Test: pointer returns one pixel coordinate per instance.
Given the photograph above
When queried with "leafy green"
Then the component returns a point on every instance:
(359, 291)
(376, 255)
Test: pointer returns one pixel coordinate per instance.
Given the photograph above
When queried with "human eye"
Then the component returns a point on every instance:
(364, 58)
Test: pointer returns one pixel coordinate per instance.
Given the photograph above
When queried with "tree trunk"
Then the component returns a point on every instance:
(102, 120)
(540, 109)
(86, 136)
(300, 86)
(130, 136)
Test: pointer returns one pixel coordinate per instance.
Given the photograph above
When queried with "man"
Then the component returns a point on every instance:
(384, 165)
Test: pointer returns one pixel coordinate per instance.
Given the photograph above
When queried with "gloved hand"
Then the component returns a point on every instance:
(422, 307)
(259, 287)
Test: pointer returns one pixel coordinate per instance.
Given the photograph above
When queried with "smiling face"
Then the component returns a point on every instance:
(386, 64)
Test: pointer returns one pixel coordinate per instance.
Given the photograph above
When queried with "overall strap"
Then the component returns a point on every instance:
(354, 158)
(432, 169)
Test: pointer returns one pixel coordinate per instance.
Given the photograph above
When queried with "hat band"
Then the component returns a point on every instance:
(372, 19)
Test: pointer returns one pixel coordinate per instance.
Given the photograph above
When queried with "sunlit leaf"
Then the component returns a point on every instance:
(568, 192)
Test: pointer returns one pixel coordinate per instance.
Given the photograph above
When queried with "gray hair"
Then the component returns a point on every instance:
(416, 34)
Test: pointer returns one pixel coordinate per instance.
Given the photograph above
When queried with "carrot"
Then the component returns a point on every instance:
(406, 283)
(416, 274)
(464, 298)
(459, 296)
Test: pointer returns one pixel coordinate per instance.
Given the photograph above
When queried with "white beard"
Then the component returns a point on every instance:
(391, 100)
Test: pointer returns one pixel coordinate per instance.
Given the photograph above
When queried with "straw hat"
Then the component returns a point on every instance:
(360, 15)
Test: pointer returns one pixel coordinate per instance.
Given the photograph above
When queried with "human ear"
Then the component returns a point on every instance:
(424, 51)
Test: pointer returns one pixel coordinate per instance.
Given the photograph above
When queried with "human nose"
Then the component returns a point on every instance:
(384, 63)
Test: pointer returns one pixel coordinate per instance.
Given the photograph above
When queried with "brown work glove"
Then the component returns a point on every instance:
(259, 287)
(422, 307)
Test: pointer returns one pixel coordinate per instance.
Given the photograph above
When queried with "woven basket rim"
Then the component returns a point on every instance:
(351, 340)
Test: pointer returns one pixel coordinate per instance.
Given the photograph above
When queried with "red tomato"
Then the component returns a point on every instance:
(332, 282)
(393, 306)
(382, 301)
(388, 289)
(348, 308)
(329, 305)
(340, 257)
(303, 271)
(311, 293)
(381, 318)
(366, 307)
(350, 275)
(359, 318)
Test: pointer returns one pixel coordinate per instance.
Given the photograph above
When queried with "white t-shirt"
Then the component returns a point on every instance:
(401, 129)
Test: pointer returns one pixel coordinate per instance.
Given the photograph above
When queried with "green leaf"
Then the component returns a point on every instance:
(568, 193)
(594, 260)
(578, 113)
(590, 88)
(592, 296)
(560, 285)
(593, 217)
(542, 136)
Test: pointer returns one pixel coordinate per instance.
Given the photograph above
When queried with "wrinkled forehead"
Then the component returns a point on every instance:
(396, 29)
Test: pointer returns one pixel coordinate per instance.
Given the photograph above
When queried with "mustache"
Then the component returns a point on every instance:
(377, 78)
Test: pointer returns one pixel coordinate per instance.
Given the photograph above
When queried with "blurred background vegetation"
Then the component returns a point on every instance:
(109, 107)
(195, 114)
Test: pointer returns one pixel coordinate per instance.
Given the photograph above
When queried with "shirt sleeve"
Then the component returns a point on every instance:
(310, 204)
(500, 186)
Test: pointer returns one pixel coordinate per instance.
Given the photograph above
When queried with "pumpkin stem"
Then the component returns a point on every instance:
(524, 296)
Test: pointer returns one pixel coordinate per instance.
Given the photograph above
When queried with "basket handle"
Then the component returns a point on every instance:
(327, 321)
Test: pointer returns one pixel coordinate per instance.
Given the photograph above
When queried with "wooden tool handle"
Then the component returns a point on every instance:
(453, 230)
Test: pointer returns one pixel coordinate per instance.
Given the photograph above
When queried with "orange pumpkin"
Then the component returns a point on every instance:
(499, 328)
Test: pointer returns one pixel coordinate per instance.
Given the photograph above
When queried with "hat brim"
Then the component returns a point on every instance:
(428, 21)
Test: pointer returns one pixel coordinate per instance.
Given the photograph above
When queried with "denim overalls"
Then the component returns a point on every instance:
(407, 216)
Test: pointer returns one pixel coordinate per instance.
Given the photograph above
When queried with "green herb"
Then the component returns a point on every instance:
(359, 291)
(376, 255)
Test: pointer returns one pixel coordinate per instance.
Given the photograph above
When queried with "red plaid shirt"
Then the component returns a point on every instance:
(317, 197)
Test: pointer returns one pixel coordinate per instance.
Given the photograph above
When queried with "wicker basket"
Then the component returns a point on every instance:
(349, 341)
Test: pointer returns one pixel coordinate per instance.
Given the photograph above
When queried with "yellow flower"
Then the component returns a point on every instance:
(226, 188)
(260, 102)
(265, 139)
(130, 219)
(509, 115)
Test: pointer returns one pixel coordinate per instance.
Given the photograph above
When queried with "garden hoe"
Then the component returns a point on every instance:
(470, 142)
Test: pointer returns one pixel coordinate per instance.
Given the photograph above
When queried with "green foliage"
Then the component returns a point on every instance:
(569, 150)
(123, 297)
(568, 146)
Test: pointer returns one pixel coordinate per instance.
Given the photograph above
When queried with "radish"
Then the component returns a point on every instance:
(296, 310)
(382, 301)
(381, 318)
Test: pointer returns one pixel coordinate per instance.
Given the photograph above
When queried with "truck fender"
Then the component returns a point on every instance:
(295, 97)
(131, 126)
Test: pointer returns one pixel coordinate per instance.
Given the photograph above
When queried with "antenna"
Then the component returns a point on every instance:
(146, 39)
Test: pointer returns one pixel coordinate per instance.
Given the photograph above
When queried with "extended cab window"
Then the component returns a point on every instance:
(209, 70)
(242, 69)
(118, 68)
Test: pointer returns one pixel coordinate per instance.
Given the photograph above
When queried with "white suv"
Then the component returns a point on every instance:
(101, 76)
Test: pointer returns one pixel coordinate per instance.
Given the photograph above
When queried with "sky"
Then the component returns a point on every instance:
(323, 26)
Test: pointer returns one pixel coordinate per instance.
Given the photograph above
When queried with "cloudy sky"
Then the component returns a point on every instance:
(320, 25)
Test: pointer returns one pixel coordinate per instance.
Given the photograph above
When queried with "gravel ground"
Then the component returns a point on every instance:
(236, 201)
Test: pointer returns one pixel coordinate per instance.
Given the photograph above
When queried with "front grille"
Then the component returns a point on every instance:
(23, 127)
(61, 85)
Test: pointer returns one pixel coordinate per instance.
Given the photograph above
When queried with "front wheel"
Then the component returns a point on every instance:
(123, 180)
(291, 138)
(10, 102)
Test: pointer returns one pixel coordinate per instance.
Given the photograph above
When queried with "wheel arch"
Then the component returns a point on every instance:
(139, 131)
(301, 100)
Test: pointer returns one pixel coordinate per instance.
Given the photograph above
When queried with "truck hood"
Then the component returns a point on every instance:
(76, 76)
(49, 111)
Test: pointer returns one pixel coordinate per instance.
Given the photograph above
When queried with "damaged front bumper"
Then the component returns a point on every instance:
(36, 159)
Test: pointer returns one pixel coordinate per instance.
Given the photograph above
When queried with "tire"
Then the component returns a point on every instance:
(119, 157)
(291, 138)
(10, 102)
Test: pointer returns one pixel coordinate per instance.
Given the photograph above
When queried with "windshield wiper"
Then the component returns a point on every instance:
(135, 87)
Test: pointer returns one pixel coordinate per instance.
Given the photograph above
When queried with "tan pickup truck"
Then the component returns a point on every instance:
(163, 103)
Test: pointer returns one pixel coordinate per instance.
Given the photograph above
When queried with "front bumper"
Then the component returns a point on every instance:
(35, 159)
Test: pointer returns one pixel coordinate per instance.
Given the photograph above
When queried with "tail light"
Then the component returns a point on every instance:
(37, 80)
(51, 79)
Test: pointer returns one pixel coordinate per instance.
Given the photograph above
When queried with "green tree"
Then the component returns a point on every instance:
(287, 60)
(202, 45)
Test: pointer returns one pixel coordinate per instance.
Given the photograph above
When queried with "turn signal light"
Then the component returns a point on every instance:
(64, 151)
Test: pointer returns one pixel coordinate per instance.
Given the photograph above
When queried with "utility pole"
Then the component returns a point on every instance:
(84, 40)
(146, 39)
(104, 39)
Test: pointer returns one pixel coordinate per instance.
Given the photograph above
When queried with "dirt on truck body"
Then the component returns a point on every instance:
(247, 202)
- - - - -
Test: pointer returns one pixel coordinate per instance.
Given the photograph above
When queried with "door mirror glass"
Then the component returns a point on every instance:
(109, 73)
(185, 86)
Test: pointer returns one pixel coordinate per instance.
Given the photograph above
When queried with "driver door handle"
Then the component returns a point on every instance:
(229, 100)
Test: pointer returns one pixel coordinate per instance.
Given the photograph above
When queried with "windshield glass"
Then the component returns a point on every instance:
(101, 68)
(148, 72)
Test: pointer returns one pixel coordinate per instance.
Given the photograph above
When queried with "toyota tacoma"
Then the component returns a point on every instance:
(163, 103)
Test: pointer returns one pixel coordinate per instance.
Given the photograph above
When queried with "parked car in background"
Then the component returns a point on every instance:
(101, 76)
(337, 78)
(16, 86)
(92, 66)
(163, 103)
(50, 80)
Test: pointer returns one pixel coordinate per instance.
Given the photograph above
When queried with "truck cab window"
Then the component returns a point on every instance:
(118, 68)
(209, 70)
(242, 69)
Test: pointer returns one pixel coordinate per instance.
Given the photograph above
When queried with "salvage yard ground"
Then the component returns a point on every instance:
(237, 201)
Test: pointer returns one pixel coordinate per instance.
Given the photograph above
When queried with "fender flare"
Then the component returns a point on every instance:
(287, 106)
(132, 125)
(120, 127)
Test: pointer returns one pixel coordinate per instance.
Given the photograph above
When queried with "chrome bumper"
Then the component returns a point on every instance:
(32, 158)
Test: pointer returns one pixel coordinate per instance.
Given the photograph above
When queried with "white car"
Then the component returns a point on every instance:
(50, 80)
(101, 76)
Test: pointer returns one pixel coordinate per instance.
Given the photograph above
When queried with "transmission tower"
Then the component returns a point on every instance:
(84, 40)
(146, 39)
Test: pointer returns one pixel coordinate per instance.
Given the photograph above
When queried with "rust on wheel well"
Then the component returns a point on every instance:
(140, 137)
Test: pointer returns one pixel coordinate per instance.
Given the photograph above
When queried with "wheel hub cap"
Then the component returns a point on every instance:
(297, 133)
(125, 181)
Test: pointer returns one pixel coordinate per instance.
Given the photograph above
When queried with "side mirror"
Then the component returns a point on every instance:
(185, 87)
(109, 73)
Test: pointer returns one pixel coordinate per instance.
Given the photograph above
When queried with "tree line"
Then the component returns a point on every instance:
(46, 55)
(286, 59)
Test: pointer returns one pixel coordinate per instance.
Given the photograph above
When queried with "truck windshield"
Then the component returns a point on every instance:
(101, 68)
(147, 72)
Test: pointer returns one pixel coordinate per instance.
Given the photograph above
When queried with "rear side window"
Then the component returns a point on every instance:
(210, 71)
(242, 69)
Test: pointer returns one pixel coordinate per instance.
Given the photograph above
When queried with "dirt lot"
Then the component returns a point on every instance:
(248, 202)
- - - - -
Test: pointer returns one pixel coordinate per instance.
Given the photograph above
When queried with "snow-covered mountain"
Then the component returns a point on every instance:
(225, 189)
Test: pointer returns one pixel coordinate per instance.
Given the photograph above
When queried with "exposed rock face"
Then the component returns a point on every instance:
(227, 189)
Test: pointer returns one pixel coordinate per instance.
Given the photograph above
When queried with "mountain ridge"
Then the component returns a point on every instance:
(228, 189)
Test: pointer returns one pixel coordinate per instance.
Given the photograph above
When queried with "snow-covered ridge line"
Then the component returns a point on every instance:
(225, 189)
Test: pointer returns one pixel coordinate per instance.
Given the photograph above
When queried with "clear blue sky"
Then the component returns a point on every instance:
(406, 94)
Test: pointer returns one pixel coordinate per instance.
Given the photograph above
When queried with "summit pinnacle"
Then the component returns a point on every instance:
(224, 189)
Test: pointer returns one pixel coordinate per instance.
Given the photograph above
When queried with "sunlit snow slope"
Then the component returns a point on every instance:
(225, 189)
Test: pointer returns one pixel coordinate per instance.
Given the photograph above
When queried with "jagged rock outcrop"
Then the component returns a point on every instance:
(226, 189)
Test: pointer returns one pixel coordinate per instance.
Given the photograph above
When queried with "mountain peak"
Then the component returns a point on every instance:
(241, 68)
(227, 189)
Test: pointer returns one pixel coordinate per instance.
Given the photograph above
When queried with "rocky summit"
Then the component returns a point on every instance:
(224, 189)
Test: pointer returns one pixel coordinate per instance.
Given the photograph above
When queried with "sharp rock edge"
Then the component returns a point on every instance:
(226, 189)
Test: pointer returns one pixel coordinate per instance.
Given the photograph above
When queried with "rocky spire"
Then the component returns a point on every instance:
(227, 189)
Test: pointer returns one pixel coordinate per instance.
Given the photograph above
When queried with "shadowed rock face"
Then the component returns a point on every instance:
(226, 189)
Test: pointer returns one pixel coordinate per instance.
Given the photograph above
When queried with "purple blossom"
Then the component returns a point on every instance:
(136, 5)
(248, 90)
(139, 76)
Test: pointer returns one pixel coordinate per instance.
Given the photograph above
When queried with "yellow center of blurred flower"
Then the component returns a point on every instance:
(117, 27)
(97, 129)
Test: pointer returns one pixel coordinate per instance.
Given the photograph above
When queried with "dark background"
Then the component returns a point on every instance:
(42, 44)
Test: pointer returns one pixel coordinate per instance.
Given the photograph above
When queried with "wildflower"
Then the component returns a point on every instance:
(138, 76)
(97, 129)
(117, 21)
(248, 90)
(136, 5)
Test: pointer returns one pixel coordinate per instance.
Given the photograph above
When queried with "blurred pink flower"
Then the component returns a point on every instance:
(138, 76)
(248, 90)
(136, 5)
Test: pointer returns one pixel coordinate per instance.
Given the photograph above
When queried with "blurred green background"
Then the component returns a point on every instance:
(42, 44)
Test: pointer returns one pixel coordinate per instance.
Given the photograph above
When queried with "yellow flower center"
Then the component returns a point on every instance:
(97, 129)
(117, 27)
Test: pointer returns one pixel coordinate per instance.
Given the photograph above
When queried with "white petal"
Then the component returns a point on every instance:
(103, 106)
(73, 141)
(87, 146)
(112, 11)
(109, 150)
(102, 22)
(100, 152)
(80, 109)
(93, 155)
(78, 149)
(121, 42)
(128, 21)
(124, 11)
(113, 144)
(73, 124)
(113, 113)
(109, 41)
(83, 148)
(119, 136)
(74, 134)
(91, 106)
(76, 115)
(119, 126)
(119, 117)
- - - - -
AIM:
Identify and copy every line of the items that contains the string "fender".

EXERCISE RESPONSE:
When queried with "truck fender"
When queried with "fender flare"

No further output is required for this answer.